### Passage ###
By the age of twelve, Jill Jones Soderman was working as a nurse’s aide at Memorial Hospital of Queens (NY), emptying bed pans, changing beds, and comforting young children who suffered from terrible diseases or were undergoing terrible treatments.
At that time in the 1950s, Jill put in a plea for children to be treated differently from adults and to be allowed to have their parents with them. This advocacy work not only laid the groundwork for the development of children’s services at Memorial Hospital of Queens, but also provided foundational awareness for Jill as to the special needs of children.
When she worked as a case aide at Cancer Care, Inc. in Manhattan, Jill assisted in validating the need for funding for medical support services for families of children with terminal metastatic cancer, to help the children be able to stay in their homes with their families.
During graduate school in the 1970s, Jill was assigned a social work internship in the French Hospital in the “Hell’s Kitchen” community in Manhattan, NY. Through this experience, seeing the ways that the “least of these” were treated, she was motivated to help mobilize and energize this community—in spite of the collective of institutions, school, hospital, and local government—to help them begin operating a Head Start Program. In the same hospital, she helped establish the Alcoholics Anonymous and Narcotic Anonymous programs in medical wards.
After obtaining a master’s degree in social work from Hunter College, Jill was accepted at New York State Psychiatric Institute, a division of Columbia College of Physicians and Surgeons. There she studied and worked full time in social work for five years, eventually becoming the general supervisor for general clinical services, working under Dr. Otto Kernberg and being given access to treatment of a number of primary patients, with the psychoanalytic training that was cutting edge at the time.
Involved in New Jersey Institute for Psychoanalysis and the Manhattan Institute for Psychoanalysis, Jill continued to develop her career as a psychotherapist, psychoanalyst, family therapist, and mediator. Through the 1990s she consulted as an expert with attorneys and judges, testifying in courts as an expert witness in the areas of family dynamics, family treatment, psychopathology, and personality disorders.
In 2001, Jill helped found and support the development of the Sussex Country (NJ) branch of Families in Transition (FIT), a nonprofit designed to help families who are engaged in high conflict custody conflict
- stay out of court
- avoid conflict
- accomplish successful mediation and settlement
The program was so successful that in 2006 the Sussex County Family Court adopted it as an official court program, to which families could elect conflict resolution over court supervision.
When interacting with the tragic case described in this article, Jill’s awareness of the desperate needs present in high-conflict custody cases with one Protective Parent led to her creation of the Foundation for Child Victims of the Family Courts.
Well-skilled in speaking truth to power, Jill continues to consult with lawyers and other professionals dealing with high-conflict custody litigation for Protective Parents accused of “alienating” their children.
As the Executive Director of the Foundation for Child Victims of the Family Courts, a cornerstone of Jill’s profession has always been an alertness to
- institutional bias
- racial and economic discrimination
- citizen disenfranchisement
- the need to listen to the voices of those challenged as to their ability to speak for themselves
- the need to speak out against seats of power and authority for disenfranchised, demoralized citizens
As she did through her childhood and teen years, Jill seeks to give a voice to the voiceless and defend the rights of the oppressed and needy.
###
== Your task ==
Reproduce the passage from the profile of Jill Jones Soderman word for word, starting at "When she worked" and ending at "with their families.".
### Excerpted records ###
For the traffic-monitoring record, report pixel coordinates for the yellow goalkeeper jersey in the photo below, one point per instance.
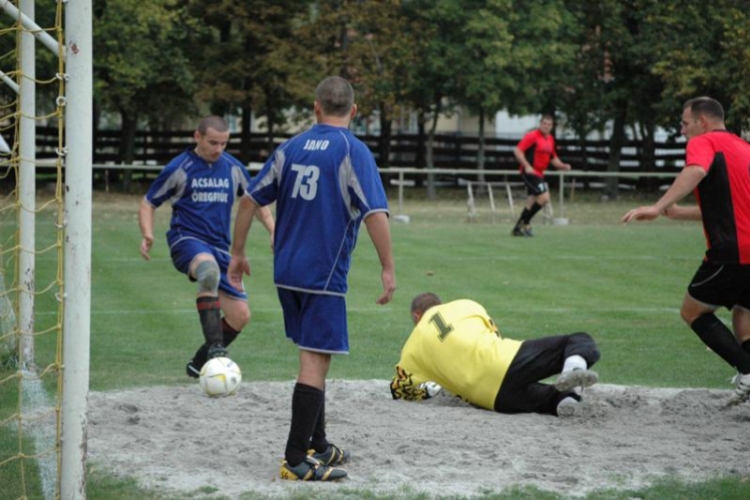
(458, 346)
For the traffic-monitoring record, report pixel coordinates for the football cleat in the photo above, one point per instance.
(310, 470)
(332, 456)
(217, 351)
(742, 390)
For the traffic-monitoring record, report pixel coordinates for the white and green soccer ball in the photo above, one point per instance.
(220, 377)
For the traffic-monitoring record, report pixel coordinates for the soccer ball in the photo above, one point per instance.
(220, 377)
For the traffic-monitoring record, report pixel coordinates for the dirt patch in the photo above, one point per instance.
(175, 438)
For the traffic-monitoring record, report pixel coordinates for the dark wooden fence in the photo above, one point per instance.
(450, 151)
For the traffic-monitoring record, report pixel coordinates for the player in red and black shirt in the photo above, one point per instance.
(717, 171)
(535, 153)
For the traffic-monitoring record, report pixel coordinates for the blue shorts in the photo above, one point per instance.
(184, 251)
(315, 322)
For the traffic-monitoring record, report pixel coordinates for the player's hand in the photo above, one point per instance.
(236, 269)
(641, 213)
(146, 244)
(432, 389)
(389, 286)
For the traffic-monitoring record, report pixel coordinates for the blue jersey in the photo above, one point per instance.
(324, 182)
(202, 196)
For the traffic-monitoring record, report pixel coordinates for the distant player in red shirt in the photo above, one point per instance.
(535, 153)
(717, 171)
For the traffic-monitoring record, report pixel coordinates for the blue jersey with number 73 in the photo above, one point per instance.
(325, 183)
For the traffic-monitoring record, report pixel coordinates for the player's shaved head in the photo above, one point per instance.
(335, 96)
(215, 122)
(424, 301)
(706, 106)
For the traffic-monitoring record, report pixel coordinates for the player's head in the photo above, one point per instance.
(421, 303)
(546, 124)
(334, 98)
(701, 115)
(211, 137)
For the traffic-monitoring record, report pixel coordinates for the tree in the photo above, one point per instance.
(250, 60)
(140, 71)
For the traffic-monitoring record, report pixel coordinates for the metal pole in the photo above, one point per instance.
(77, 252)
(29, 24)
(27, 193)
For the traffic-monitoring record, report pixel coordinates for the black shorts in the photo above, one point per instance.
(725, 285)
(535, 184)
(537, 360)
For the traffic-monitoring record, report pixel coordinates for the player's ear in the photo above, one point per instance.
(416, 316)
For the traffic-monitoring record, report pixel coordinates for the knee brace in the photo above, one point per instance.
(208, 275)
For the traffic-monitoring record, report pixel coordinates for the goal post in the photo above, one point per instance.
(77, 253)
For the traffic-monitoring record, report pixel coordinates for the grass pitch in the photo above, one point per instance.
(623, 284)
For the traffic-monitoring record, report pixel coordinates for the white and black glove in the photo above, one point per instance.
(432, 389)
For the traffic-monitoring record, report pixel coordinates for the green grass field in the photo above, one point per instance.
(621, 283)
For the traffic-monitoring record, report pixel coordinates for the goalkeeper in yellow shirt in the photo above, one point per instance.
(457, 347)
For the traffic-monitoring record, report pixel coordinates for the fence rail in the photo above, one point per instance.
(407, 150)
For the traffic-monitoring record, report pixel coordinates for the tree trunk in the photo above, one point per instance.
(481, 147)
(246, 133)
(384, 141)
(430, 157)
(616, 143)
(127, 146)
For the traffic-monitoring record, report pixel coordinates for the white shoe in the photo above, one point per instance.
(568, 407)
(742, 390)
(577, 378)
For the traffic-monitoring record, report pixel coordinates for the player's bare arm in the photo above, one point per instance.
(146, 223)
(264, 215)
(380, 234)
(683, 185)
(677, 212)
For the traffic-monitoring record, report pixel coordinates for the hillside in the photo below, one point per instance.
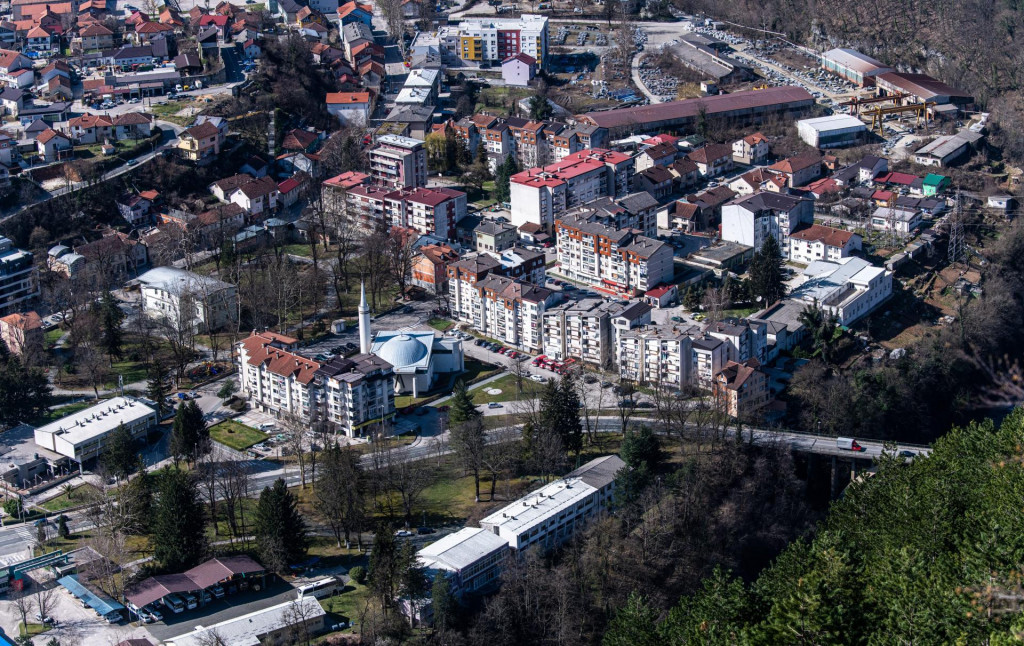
###
== Output of the exercise ==
When she worked as a case aide at Cancer Care, Inc. in Manhattan, Jill assisted in validating the need for funding for medical support services for families of children with terminal metastatic cancer, to help the children be able to stay in their homes with their families.